▸ **Task directions**
Can you rewrite every item below with "Analysis Parameters" renamed to "Detection Settings" and nothing else changed?

▸ **Records for this exercise**
********************

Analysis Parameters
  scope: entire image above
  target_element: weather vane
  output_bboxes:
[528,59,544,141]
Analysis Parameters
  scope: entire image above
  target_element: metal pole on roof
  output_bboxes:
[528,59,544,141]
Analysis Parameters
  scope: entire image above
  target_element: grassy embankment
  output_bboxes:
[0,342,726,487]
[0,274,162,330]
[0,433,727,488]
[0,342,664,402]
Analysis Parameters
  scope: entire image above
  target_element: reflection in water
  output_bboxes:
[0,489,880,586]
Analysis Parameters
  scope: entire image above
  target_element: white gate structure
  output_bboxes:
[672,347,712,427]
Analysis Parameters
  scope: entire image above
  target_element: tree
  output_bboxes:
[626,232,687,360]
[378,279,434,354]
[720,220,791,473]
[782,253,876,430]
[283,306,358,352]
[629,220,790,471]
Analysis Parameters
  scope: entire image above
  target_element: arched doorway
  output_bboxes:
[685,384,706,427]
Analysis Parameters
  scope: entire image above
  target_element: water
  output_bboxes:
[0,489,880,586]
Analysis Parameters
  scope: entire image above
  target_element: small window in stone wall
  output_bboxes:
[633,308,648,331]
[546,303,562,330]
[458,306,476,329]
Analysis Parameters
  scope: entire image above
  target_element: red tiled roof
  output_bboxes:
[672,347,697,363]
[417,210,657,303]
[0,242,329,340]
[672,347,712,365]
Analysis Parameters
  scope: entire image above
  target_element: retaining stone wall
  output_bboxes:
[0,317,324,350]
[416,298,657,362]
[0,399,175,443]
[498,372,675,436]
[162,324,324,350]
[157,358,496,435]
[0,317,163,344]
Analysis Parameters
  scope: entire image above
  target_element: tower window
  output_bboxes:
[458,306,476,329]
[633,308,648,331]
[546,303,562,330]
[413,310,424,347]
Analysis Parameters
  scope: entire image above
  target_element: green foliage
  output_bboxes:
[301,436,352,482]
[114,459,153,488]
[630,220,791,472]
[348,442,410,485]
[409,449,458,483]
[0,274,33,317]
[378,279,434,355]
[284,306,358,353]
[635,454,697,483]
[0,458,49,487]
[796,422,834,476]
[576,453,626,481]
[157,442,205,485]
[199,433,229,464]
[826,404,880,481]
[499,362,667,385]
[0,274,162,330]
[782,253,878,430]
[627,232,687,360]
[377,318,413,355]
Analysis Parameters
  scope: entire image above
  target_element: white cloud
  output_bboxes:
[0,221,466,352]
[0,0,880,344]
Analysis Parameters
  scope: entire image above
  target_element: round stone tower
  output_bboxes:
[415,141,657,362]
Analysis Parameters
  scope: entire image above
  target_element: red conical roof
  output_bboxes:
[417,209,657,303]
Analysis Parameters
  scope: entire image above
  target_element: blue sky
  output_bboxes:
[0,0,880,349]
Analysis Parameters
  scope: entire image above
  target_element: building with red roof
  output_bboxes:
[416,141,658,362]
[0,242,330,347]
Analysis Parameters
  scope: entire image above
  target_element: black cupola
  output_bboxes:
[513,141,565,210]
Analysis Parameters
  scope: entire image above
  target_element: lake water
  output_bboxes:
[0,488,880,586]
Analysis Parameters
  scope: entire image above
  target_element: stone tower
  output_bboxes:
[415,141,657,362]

********************

▸ **Worked answer**
Detection Settings
  scope: entire image above
  target_element: weather vane
  output_bboxes:
[528,59,544,141]
Detection Settings
  scope: entire image above
  target_element: metal pole on roof
  output_bboxes:
[528,59,544,141]
Detection Settings
  scope: entire image above
  target_element: grassy embankment
  output_bboxes:
[0,342,726,487]
[0,274,162,330]
[0,433,727,488]
[0,342,664,402]
Detection Settings
  scope: entire image above
  target_element: reflection in water
  output_bboxes:
[0,489,880,586]
Detection Settings
  scope: entire image above
  target_element: white gate structure
  output_bboxes:
[672,347,712,427]
Detection Settings
  scope: entire image above
  target_element: tree
  output_bboxes:
[626,232,687,360]
[378,279,434,354]
[720,220,791,473]
[782,253,876,430]
[283,306,358,352]
[629,220,790,471]
Detection Settings
  scope: entire image above
  target_element: arched doorway
  output_bboxes:
[685,384,706,427]
Detection Settings
  scope: entire image above
  target_element: water
  output_bboxes:
[0,489,880,586]
Detection Settings
  scope: entire image above
  target_element: small window in stone wall
  output_bboxes:
[633,308,648,331]
[546,303,562,330]
[458,306,476,329]
Detection Settings
  scope: entire image above
  target_element: red tiled roof
  output_bboxes:
[672,347,697,363]
[417,210,657,303]
[0,242,329,340]
[672,347,712,365]
Detection Settings
  scope: entire image above
  target_element: retaining stone wall
  output_bboxes:
[0,317,324,350]
[416,298,657,362]
[0,399,175,443]
[498,372,675,436]
[162,324,324,350]
[157,358,496,435]
[0,317,163,344]
Detection Settings
  scope: entire image above
  target_element: tower window
  output_bboxes:
[458,306,476,329]
[633,308,648,331]
[546,303,562,330]
[413,310,424,347]
Detection Settings
  scope: entire image above
  target_element: green foliage
  output_bboxes:
[301,436,352,482]
[114,459,153,488]
[630,220,791,472]
[348,442,410,485]
[409,449,458,483]
[0,274,33,317]
[378,279,434,355]
[284,306,358,353]
[635,454,697,483]
[0,458,49,487]
[796,422,834,476]
[576,453,626,481]
[157,442,205,485]
[199,433,229,464]
[826,404,880,481]
[499,362,667,385]
[0,274,162,330]
[782,253,878,430]
[627,232,687,360]
[377,318,413,355]
Detection Settings
  scope: entire image above
  target_element: white cloud
  output_bboxes:
[0,221,466,352]
[0,0,880,344]
Detection Settings
  scope: entire image above
  target_element: round stone tower
  output_bboxes:
[415,141,657,362]
Detection Settings
  scope: entire image above
  target_element: red conical roof
  output_bboxes:
[417,209,657,303]
Detection Settings
  scope: entire image above
  target_element: blue sky
  output_bboxes:
[0,0,880,349]
Detection Settings
  scope: entire image above
  target_element: building with red roof
  output_bboxes:
[416,141,658,362]
[0,242,330,347]
Detection Settings
  scope: entire image above
  target_element: black cupola
  output_bboxes:
[513,141,565,210]
Detection Settings
  scope: entire image above
  target_element: lake water
  output_bboxes:
[0,488,880,586]
Detection Settings
  scope: entire image above
  target_element: stone tower
  output_bboxes:
[415,141,657,362]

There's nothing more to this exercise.